VOS CONSIGNES => Renvoyez à l'identique les lignes des items, depuis la ligne qui contient "Find the dark" jusqu'à la fin des items, les deux bornes comprises.

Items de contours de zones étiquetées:
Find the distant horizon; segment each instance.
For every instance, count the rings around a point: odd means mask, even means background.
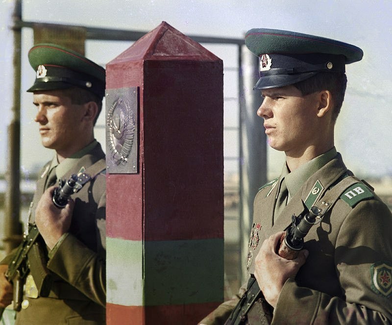
[[[13,1],[0,3],[0,69],[2,72],[3,118],[0,120],[0,173],[6,172],[6,127],[11,118],[12,106],[12,42],[8,26]],[[288,9],[290,6],[290,10]],[[320,10],[320,8],[322,10]],[[390,30],[389,14],[392,3],[365,0],[356,1],[293,2],[276,0],[260,6],[254,1],[234,0],[210,1],[200,0],[185,5],[179,0],[150,1],[143,0],[65,0],[63,1],[35,0],[24,1],[23,18],[28,22],[45,22],[149,31],[166,21],[186,35],[241,38],[251,28],[267,28],[294,30],[337,39],[359,46],[364,52],[362,61],[346,67],[348,83],[344,102],[336,125],[335,145],[347,167],[363,177],[380,177],[392,175],[392,150],[386,144],[392,140],[389,121],[392,116],[389,95],[392,80],[392,66],[385,64],[385,58],[392,51],[392,43],[386,41],[383,31]],[[22,94],[21,108],[21,168],[26,174],[36,166],[43,165],[52,157],[51,150],[43,148],[34,122],[35,108],[31,94],[25,90],[34,77],[27,53],[33,43],[33,31],[23,29],[22,51]],[[86,56],[105,65],[132,42],[88,40]],[[223,60],[225,68],[225,98],[238,97],[236,69],[238,48],[230,45],[202,44]],[[246,50],[246,49],[244,49]],[[225,101],[225,126],[238,127],[238,107]],[[255,114],[257,108],[255,108]],[[104,125],[104,114],[98,122]],[[235,132],[225,132],[224,154],[238,155]],[[97,129],[96,137],[103,145],[104,129]],[[282,153],[269,149],[268,169],[275,175],[283,163]],[[226,171],[235,171],[231,163]]]

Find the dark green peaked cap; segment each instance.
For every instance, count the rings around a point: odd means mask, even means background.
[[[37,72],[33,92],[79,87],[102,98],[105,95],[105,69],[69,49],[50,43],[37,44],[28,60]]]
[[[360,61],[364,55],[351,44],[278,29],[250,29],[245,44],[261,59],[261,78],[255,89],[292,84],[319,72],[344,73],[345,65]]]

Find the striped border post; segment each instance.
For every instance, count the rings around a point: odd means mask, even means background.
[[[222,61],[164,22],[106,74],[138,90],[137,171],[107,174],[107,324],[194,325],[223,297]]]

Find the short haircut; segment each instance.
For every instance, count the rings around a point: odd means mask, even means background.
[[[102,99],[95,94],[78,87],[73,87],[62,90],[64,95],[71,99],[73,104],[82,105],[89,101],[95,101],[97,103],[98,106],[98,113],[94,119],[94,125],[95,125],[99,113],[102,110]]]
[[[347,77],[345,74],[320,72],[293,85],[304,96],[321,90],[330,91],[334,103],[332,119],[336,120],[344,99],[347,85]]]

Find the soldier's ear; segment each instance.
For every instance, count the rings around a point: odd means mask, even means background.
[[[333,107],[332,96],[329,90],[322,90],[318,94],[318,108],[317,116],[318,117],[325,116],[328,112],[332,112]]]
[[[84,104],[85,107],[83,119],[86,121],[91,121],[94,123],[96,116],[98,114],[98,105],[95,101],[89,101]]]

SOLUTION DE LA TÂCHE =>
Find the dark green peaked cap; segment each instance.
For every instance, count the rings around a point: odd means mask, even means background.
[[[37,72],[33,92],[79,87],[102,98],[105,95],[105,69],[69,49],[50,43],[37,44],[28,60]]]
[[[360,61],[364,55],[351,44],[278,29],[250,29],[245,44],[261,59],[261,78],[255,89],[292,84],[319,72],[344,73],[345,65]]]

Find the striped border post; segment each instance.
For every instance, count the rings around a point: odd means mask, even means background.
[[[222,61],[164,22],[106,74],[138,90],[137,171],[107,174],[107,324],[194,325],[223,297]]]

Find the short haircut; segment each instance.
For every instance, count the rings around a point: odd means mask, even means background.
[[[102,99],[95,94],[78,87],[73,87],[62,90],[64,95],[71,99],[73,104],[82,105],[89,101],[95,101],[97,103],[98,106],[98,113],[94,119],[94,125],[95,125],[99,113],[102,110]]]
[[[347,77],[345,74],[320,72],[293,85],[304,96],[321,90],[330,91],[334,103],[332,119],[336,120],[344,99],[347,85]]]

Find the soldier's ear; segment each instance.
For every instance, count the rings around a point: odd means mask, even means background.
[[[333,107],[332,96],[329,90],[322,90],[318,94],[318,108],[317,116],[318,117],[325,116],[328,112],[332,112]]]
[[[84,104],[85,107],[83,119],[86,121],[91,121],[94,123],[96,116],[98,114],[98,105],[95,101],[89,101]]]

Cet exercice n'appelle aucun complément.